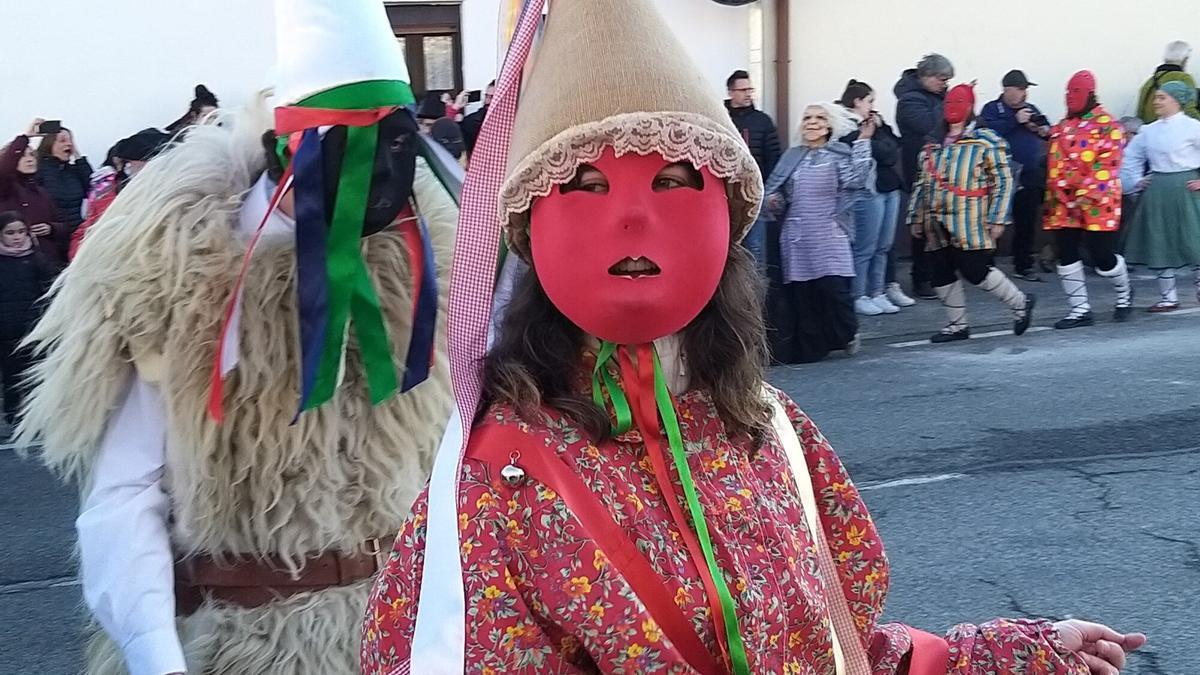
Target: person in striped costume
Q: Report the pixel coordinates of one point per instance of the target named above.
(960, 207)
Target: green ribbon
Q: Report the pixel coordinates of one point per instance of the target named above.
(619, 402)
(675, 436)
(601, 375)
(352, 294)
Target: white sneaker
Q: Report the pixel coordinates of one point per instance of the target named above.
(864, 306)
(895, 296)
(885, 304)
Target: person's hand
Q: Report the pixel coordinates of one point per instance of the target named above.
(868, 130)
(1101, 647)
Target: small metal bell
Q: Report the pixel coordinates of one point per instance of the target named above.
(513, 473)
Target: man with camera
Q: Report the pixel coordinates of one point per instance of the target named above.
(1027, 131)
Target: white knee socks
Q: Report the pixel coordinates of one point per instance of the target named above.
(1007, 292)
(954, 299)
(1167, 286)
(1075, 286)
(1120, 279)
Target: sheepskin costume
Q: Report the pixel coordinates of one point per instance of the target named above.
(148, 293)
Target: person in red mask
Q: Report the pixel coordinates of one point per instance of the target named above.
(622, 493)
(960, 207)
(1084, 199)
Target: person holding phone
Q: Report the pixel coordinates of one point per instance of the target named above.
(1026, 130)
(22, 192)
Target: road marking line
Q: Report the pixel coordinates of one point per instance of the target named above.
(40, 585)
(917, 481)
(978, 336)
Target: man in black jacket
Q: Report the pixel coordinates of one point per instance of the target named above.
(760, 133)
(473, 123)
(921, 95)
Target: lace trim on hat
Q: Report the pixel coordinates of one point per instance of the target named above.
(676, 136)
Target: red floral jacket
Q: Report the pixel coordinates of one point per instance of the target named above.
(543, 598)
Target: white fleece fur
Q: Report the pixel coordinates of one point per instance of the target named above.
(149, 287)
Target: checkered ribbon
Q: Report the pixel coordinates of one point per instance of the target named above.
(478, 244)
(438, 639)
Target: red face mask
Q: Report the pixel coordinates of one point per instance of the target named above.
(635, 263)
(1079, 91)
(959, 103)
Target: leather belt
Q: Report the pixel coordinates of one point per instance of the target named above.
(258, 581)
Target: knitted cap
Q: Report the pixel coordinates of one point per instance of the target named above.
(1180, 91)
(612, 73)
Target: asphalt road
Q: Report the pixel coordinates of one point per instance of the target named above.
(1055, 475)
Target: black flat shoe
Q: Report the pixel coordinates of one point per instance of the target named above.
(1023, 324)
(1085, 321)
(957, 336)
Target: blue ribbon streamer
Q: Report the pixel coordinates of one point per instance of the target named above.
(425, 317)
(312, 282)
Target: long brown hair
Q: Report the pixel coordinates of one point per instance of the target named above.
(537, 358)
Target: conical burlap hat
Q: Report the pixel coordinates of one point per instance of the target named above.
(611, 73)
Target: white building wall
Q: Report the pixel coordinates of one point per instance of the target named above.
(876, 40)
(111, 69)
(717, 36)
(118, 66)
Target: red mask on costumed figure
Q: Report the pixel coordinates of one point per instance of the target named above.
(635, 263)
(1080, 90)
(959, 103)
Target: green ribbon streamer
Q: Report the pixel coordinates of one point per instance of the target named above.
(732, 629)
(619, 402)
(675, 437)
(352, 294)
(363, 95)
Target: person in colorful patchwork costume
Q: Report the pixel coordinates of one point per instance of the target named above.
(225, 364)
(1084, 199)
(631, 497)
(960, 207)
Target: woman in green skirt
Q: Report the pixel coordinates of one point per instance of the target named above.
(1165, 231)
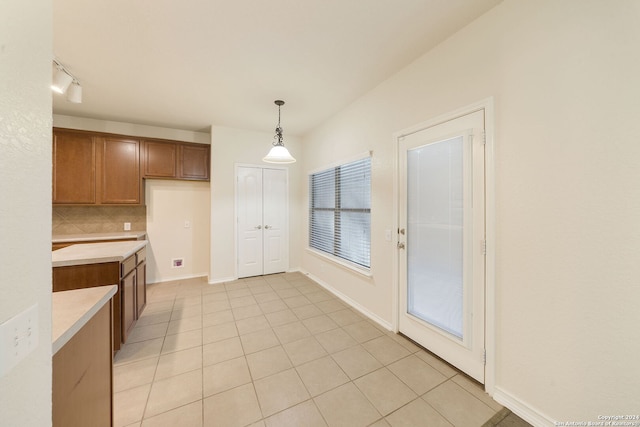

==========

(Your objective)
Express every line of the records above as a JSON list of strings, with one string per line and blank lines omitted. Leave the pictures out of the list.

(Answer to the problem)
[
  "Target: person in striped costume",
  "Q: Report the pixel coordinates of one point per instance of the target named above.",
  "(960, 207)",
  "Target: green ribbon",
  "Q: Report the pixel coordinates of one point per instance of the target named above.",
  "(619, 402)",
  "(675, 436)",
  "(601, 375)",
  "(352, 294)",
  "Target: white sneaker",
  "Q: Report the pixel coordinates of one point per instance of the target named above.",
  "(864, 306)",
  "(895, 296)",
  "(885, 304)",
  "Target: person's hand",
  "Q: Report the pixel coordinates of one point per instance of the target named above.",
  "(868, 130)",
  "(1101, 647)",
  "Target: small metal bell",
  "Q: Report the pixel coordinates of one point per instance of the target named above.",
  "(513, 473)",
  "Target: man with camera",
  "Q: Report the pixel coordinates of one point per instance of the target named above.",
  "(1027, 131)",
  "Target: white knee socks",
  "Q: Report the pixel coordinates of one point per instance of the target named above.",
  "(1007, 292)",
  "(954, 299)",
  "(1167, 286)",
  "(1075, 286)",
  "(1120, 279)",
  "Target: sheepskin costume",
  "Q: Report the pixel coordinates of one point per instance of the target named above.",
  "(148, 293)",
  "Target: person in red mask",
  "Q: Report the pixel coordinates of one point per instance of the target named above.",
  "(622, 493)",
  "(960, 207)",
  "(1084, 199)",
  "Target: person holding phone",
  "Q: Report the pixel coordinates of one point per instance of the target named above.",
  "(1026, 130)",
  "(22, 192)",
  "Target: road marking line",
  "Q: Report the pixel coordinates of one point per instance of the target named above.",
  "(40, 585)",
  "(917, 481)",
  "(978, 336)",
  "Target: man in black jacket",
  "Q: Report the pixel coordinates of one point per instance of the target named above.",
  "(760, 133)",
  "(473, 123)",
  "(921, 95)",
  "Target: lace trim on hat",
  "Q: Report the pixel coordinates of one point per instance of the target named above.",
  "(676, 136)",
  "Target: red floral jacket",
  "Q: Report the pixel coordinates of one point per instance of the target named above.",
  "(543, 598)",
  "Target: white fleece fur",
  "Q: Report the pixel coordinates of one point per instance of the target named above.",
  "(149, 287)",
  "Target: checkered ribbon",
  "Q: Report the pixel coordinates of one point per instance of the target named above.",
  "(478, 244)",
  "(438, 639)",
  "Target: red face mask",
  "Q: Report the pixel coordinates of one point per instance of the target named above.",
  "(635, 263)",
  "(1079, 91)",
  "(959, 103)",
  "Target: leather belt",
  "Q: Report the pixel coordinates of one point per instance of the target named above.",
  "(258, 581)",
  "Target: knitted cap",
  "Q: Report the pixel coordinates of one point per instance of the target named above.",
  "(1180, 91)",
  "(612, 73)",
  "Target: asphalt road",
  "Q: Report the pixel coordinates of one point per instance of the target named above.",
  "(1055, 475)",
  "Target: black flat shoe",
  "Q: Report the pixel coordinates of one point per instance of the target named above.",
  "(1023, 324)",
  "(1085, 321)",
  "(957, 336)",
  "Target: blue ribbon streamer",
  "Q: Report the pixel coordinates of one point per instance of the target named above.",
  "(425, 317)",
  "(312, 282)",
  "Target: long brown hair",
  "Q: Report the pixel coordinates of one point per instance of the target named above.",
  "(537, 358)",
  "Target: conical burlap hat",
  "Q: Report the pixel coordinates of one point per instance of the target named above.",
  "(611, 73)",
  "Target: white building wall",
  "Q: Report the pixel coordinates of one point per instance of the target named above.",
  "(876, 40)",
  "(111, 69)",
  "(717, 36)",
  "(118, 66)",
  "Target: red mask on costumed figure",
  "Q: Report the pixel coordinates of one point per instance of the target named above.",
  "(635, 263)",
  "(1080, 90)",
  "(959, 103)",
  "Target: green ribbon streamer",
  "Q: Report the pixel coordinates of one point per instance of the target named above.",
  "(732, 629)",
  "(619, 402)",
  "(675, 437)",
  "(352, 294)",
  "(363, 95)",
  "Target: person in colorful patchwork costume",
  "Q: Report the pixel coordinates of one point per instance of the target named above.",
  "(225, 364)",
  "(1084, 199)",
  "(631, 497)",
  "(960, 207)",
  "Target: woman in green skirt",
  "Q: Report the pixel coordinates of one point per instance of the target named above.",
  "(1165, 231)"
]